» **Stated problem**
Please reproduce word for word the part of the entries below that opens with the line containing "Would you be able to indicate the denso" and runs through the end of the entries. Copy only those lines.

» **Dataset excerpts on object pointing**
>>>>>

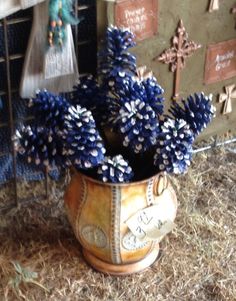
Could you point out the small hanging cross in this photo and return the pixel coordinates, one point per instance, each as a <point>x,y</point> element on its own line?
<point>227,98</point>
<point>214,5</point>
<point>233,11</point>
<point>177,54</point>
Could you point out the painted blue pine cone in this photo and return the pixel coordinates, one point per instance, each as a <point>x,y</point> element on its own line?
<point>49,109</point>
<point>174,147</point>
<point>39,146</point>
<point>114,57</point>
<point>197,111</point>
<point>83,145</point>
<point>90,95</point>
<point>115,170</point>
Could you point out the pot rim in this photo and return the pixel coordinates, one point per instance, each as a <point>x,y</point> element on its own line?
<point>109,184</point>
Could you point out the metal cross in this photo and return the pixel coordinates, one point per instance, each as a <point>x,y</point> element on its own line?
<point>214,5</point>
<point>227,98</point>
<point>177,54</point>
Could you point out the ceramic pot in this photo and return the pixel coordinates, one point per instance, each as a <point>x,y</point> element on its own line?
<point>98,213</point>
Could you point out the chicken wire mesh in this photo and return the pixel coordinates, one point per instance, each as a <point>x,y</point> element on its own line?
<point>14,36</point>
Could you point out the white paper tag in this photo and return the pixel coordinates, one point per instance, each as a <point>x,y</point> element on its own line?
<point>28,3</point>
<point>149,224</point>
<point>59,62</point>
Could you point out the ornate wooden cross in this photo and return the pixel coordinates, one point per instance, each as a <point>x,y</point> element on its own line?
<point>214,5</point>
<point>227,98</point>
<point>177,54</point>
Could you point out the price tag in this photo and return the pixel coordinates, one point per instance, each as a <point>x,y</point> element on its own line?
<point>150,224</point>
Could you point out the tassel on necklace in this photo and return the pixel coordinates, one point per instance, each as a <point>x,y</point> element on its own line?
<point>60,14</point>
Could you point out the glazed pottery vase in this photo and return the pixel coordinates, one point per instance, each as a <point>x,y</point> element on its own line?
<point>98,213</point>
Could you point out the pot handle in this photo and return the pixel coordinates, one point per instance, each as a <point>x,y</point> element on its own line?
<point>160,184</point>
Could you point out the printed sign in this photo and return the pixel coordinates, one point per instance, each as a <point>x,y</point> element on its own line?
<point>150,224</point>
<point>220,62</point>
<point>140,16</point>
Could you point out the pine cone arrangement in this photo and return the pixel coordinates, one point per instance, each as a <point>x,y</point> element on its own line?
<point>39,146</point>
<point>115,170</point>
<point>90,95</point>
<point>114,60</point>
<point>49,109</point>
<point>197,111</point>
<point>174,147</point>
<point>83,145</point>
<point>136,115</point>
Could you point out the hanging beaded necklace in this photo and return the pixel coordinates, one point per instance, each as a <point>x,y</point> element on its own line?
<point>59,16</point>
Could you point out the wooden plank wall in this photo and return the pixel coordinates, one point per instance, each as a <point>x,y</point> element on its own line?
<point>204,28</point>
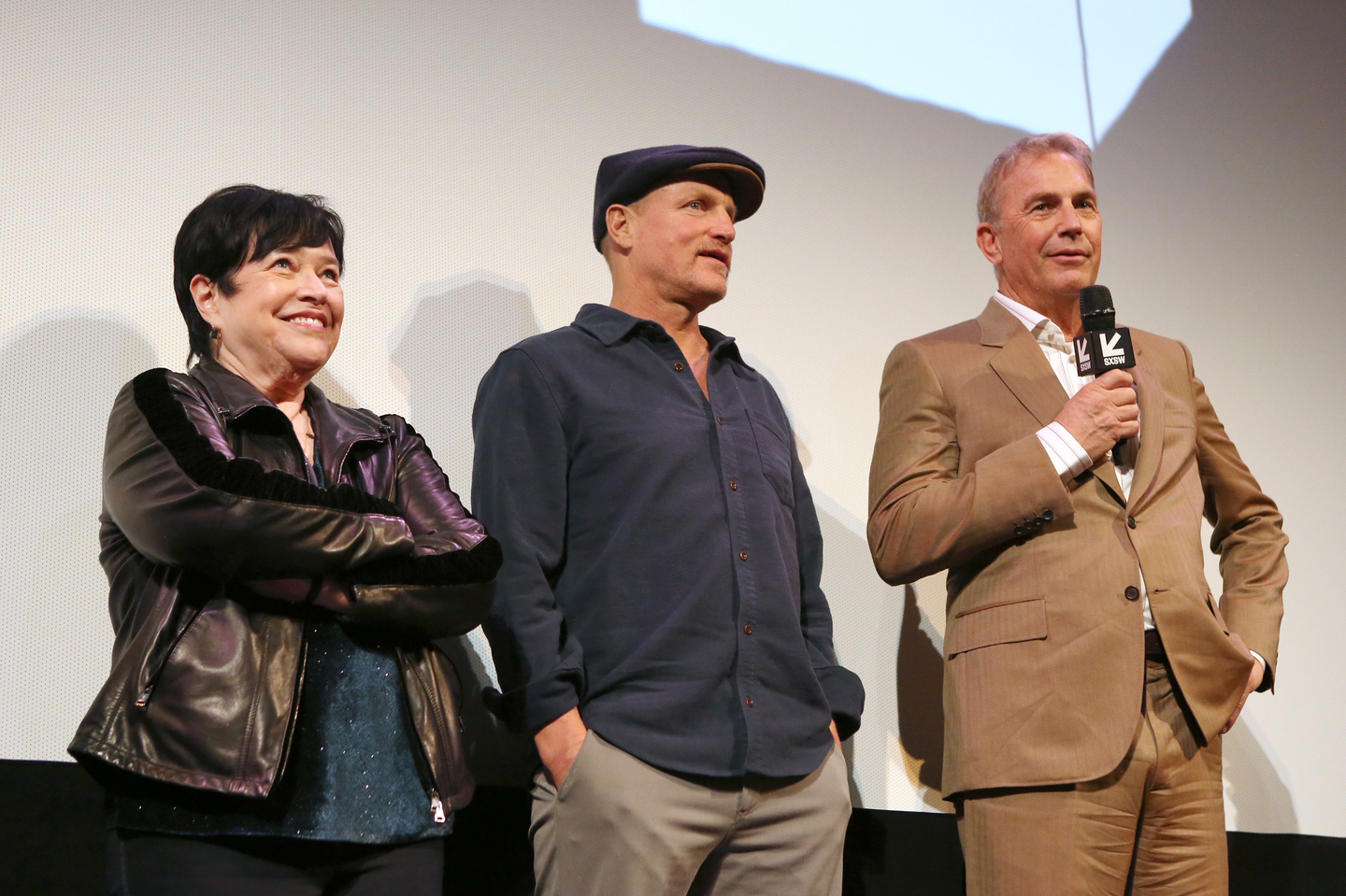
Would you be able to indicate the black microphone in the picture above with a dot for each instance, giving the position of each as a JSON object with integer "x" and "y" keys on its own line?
{"x": 1103, "y": 346}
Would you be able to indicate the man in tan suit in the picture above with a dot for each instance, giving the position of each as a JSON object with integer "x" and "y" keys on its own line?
{"x": 1089, "y": 672}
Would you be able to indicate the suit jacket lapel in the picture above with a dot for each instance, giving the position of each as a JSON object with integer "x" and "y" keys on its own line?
{"x": 1026, "y": 373}
{"x": 1150, "y": 396}
{"x": 1019, "y": 363}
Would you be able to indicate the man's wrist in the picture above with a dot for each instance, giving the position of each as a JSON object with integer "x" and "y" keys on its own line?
{"x": 1067, "y": 455}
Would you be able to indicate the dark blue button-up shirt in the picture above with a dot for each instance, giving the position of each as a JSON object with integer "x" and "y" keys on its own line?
{"x": 661, "y": 552}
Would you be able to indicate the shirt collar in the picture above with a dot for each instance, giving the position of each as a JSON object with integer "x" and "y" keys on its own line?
{"x": 1039, "y": 324}
{"x": 610, "y": 326}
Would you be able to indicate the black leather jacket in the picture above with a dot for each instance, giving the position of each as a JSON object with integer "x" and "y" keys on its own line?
{"x": 204, "y": 490}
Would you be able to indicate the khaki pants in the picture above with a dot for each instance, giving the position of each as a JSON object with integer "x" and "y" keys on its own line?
{"x": 1155, "y": 826}
{"x": 623, "y": 828}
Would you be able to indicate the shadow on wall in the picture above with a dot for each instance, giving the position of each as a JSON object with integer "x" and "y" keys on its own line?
{"x": 920, "y": 672}
{"x": 883, "y": 635}
{"x": 60, "y": 375}
{"x": 1256, "y": 798}
{"x": 447, "y": 341}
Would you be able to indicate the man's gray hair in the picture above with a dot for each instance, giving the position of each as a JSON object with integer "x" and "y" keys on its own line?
{"x": 1039, "y": 144}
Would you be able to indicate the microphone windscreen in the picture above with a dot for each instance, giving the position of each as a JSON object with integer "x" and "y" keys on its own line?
{"x": 1095, "y": 308}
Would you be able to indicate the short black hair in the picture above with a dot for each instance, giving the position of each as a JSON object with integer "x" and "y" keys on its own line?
{"x": 237, "y": 225}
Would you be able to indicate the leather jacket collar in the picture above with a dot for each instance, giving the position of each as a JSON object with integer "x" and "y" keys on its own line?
{"x": 336, "y": 427}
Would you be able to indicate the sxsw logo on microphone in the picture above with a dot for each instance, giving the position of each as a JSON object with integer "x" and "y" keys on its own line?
{"x": 1104, "y": 350}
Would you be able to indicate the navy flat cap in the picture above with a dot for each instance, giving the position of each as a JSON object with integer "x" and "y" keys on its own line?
{"x": 626, "y": 177}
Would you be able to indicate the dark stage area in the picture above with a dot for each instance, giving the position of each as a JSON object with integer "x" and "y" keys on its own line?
{"x": 52, "y": 840}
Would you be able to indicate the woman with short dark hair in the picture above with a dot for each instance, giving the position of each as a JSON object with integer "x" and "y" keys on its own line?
{"x": 278, "y": 718}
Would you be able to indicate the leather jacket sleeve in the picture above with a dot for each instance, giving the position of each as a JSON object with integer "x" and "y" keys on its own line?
{"x": 180, "y": 498}
{"x": 446, "y": 587}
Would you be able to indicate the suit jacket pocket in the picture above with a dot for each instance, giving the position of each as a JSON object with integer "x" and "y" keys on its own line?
{"x": 996, "y": 624}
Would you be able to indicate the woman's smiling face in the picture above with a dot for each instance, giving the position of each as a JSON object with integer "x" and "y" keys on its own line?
{"x": 284, "y": 315}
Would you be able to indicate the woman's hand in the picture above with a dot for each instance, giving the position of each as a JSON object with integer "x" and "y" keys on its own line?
{"x": 333, "y": 595}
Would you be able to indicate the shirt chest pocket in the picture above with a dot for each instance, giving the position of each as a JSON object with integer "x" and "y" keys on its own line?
{"x": 774, "y": 452}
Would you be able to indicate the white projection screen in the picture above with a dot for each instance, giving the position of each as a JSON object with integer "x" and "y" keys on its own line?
{"x": 459, "y": 143}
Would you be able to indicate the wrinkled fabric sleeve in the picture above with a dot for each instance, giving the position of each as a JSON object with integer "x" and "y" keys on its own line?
{"x": 520, "y": 492}
{"x": 924, "y": 516}
{"x": 173, "y": 487}
{"x": 1247, "y": 534}
{"x": 446, "y": 586}
{"x": 841, "y": 687}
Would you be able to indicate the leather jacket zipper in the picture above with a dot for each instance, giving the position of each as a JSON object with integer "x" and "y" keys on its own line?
{"x": 143, "y": 700}
{"x": 422, "y": 764}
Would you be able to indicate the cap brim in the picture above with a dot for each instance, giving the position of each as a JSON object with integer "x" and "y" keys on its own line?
{"x": 747, "y": 189}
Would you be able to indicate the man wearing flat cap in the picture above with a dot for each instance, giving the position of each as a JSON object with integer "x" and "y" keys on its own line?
{"x": 658, "y": 623}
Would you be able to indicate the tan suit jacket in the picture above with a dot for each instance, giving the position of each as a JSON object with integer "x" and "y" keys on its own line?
{"x": 1045, "y": 635}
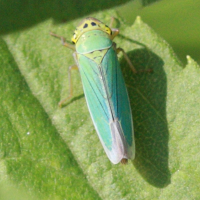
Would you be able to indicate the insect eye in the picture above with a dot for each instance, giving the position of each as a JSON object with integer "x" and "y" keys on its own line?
{"x": 93, "y": 24}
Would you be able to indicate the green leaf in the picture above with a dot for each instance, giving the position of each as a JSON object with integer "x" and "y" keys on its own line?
{"x": 55, "y": 153}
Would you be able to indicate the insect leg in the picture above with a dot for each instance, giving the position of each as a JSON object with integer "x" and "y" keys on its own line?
{"x": 70, "y": 46}
{"x": 73, "y": 67}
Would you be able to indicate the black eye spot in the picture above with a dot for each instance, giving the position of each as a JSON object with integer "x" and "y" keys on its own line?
{"x": 85, "y": 25}
{"x": 93, "y": 24}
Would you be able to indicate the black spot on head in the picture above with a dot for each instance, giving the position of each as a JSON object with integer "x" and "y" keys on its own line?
{"x": 85, "y": 25}
{"x": 93, "y": 24}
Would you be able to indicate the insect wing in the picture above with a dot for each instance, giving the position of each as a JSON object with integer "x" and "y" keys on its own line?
{"x": 108, "y": 103}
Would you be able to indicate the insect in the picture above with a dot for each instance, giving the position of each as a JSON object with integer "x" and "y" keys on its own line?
{"x": 106, "y": 95}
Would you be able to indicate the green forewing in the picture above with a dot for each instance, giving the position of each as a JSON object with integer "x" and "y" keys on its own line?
{"x": 106, "y": 95}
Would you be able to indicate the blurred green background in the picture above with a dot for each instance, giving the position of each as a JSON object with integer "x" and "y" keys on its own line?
{"x": 176, "y": 21}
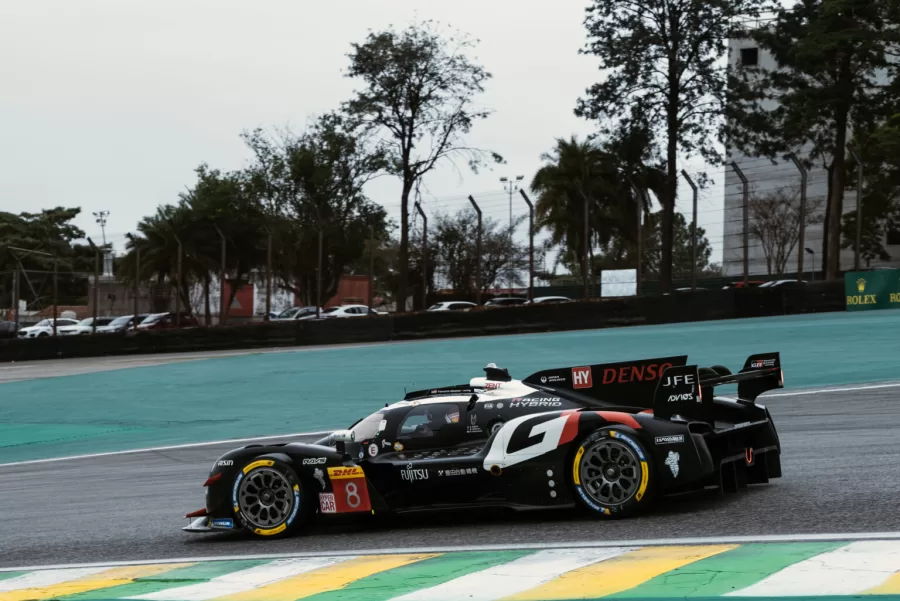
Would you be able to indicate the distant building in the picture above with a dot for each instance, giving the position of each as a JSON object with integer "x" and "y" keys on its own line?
{"x": 763, "y": 176}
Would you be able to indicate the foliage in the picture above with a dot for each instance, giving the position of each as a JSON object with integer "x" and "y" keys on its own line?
{"x": 662, "y": 74}
{"x": 51, "y": 231}
{"x": 775, "y": 222}
{"x": 829, "y": 54}
{"x": 417, "y": 95}
{"x": 620, "y": 253}
{"x": 312, "y": 185}
{"x": 455, "y": 242}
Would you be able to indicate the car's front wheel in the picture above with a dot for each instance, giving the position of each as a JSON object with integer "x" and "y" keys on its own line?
{"x": 268, "y": 498}
{"x": 612, "y": 474}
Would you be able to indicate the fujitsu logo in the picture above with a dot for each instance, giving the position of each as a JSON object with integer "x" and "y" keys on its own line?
{"x": 581, "y": 377}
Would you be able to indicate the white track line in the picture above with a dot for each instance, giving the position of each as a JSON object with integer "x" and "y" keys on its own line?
{"x": 654, "y": 542}
{"x": 168, "y": 448}
{"x": 513, "y": 577}
{"x": 324, "y": 432}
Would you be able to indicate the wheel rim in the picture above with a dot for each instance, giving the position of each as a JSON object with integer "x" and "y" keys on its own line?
{"x": 265, "y": 498}
{"x": 610, "y": 472}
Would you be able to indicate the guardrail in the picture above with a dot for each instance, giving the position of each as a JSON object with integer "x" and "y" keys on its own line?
{"x": 680, "y": 307}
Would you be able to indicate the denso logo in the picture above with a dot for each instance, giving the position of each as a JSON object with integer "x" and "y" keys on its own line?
{"x": 582, "y": 378}
{"x": 634, "y": 373}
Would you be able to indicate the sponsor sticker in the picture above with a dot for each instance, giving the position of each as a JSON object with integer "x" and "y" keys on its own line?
{"x": 672, "y": 462}
{"x": 326, "y": 502}
{"x": 412, "y": 475}
{"x": 535, "y": 402}
{"x": 320, "y": 476}
{"x": 343, "y": 473}
{"x": 582, "y": 377}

<<<<<

» **Correct answer**
Would you be able to indicate the denso logo in the picture above with a dot for each instance, giving the position of each as a JSON object with integer "x" and "y" keys on its own line?
{"x": 582, "y": 378}
{"x": 634, "y": 373}
Would you be able to indicate the sponsor sticker in the picture above with a dot for each instance, giving the position of each as a JSON object with integer "x" and "y" keys on its own line?
{"x": 672, "y": 462}
{"x": 326, "y": 502}
{"x": 412, "y": 475}
{"x": 535, "y": 402}
{"x": 320, "y": 476}
{"x": 343, "y": 473}
{"x": 582, "y": 377}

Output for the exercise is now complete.